:: Required work ::
- A) In the article on organic food prices, which logo does Andrew Monk say to look out for?
- B) Retype everything in the article on organic food prices from "Nutritionist Catherine Saxelby" down to "extra a year.".

:: Text passage ::
····················
ORGANIC foods are as much as 300 per cent more expensive than other produce and concerns remain that the goods aren’t always “green”. New cost-of-living research from Suncorp Bank shows a basket of organic goods, including bananas, eggs, mince and chicken breasts, would cost a consumer $100, versus $56 for regular items. Organic pasta was 318 per cent more expensive than non-organic; organic bananas were 302 per cent more costly.
Chicken was 73 per cent dearer. Consumer group Choice’s food policy adviser Angela McDougall said organic chicken had to be free range, requiring increased space, organic feed, untreated pastures and no use of antibodies. So not only was yield reduced, the production process was more involved and therefore expensive.
“It’s not too difficult to see how it can end up costing quite a bit more,” Ms McDougall said. But she said that “when it gets up to 300 per cent, you really need to be thinking, `what could be possibly causing that?”‘. Ms McDougall, who is also a member of the Standards Australia organic and biodynamic products committee, said that consumers worried about price should “make sure there are advantages … that make it worth out shelling out the extra money”.
Nutritionist Catherine Saxelby said that while it was expensive to produce organic goods, consumers often had no way of checking whether the goods were legitimately grown by organic farmers.
“A genuine organic farmer would have a lot more costs,” she said. “There are only a certain number of farmers producing it. That’s why we get goods incorrectly marked as organic, or the farmer hasn’t got the certification from one of the organic bodies, they are just calling themselves organic. “I’m always suspicious of these people selling `organic’ foods at farmers markets… but you don’t really know and you have got no way of telling.”
Ms Saxelby said there was no evidence to show that organically grown produce was better for you. Suncorp Bank executive manager Craig Fenwick said organic buyers could spend more than $2300 extra a year.
“It’s important to make sure you are conscious of that and you need to make sure you are prioritising and making the trade-offs to spend on these types of goods,” he said. “There are other things could do with that, a fair chunk could go towards the kids’ school fees or a holiday … that’s your call as a consumer.” Australian Organic Ltd chairman Andrew Monk said some conventional products had become so low priced it was difficult for organic farmers to compete. “A lot of conventional product is becoming so cheap, we are spending less of our overall budget on food,” he said. “One classic example is milk…in Queensland there are at least 50 separate farms going out of business because of the $1 a litre milk pricing.
“That sort of pricing is patently unsustainable long term, and is doing untold damage to the broader community.” He said to look out for the organic bud logo and other certification bodies to ensure the goods did come from organic growers.
····················
:: Given material ::
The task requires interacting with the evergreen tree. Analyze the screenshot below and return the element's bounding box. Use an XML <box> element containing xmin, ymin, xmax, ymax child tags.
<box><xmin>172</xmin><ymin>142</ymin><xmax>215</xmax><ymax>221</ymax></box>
····················
:: Answers to this exercise ::
- A) The organic bud logo.

- B)
Nutritionist Catherine Saxelby said that while it was expensive to produce organic goods, consumers often had no way of checking whether the goods were legitimately grown by organic farmers.
“A genuine organic farmer would have a lot more costs,” she said. “There are only a certain number of farmers producing it. That’s why we get goods incorrectly marked as organic, or the farmer hasn’t got the certification from one of the organic bodies, they are just calling themselves organic. “I’m always suspicious of these people selling `organic’ foods at farmers markets… but you don’t really know and you have got no way of telling.”
Ms Saxelby said there was no evidence to show that organically grown produce was better for you. Suncorp Bank executive manager Craig Fenwick said organic buyers could spend more than $2300 extra a year.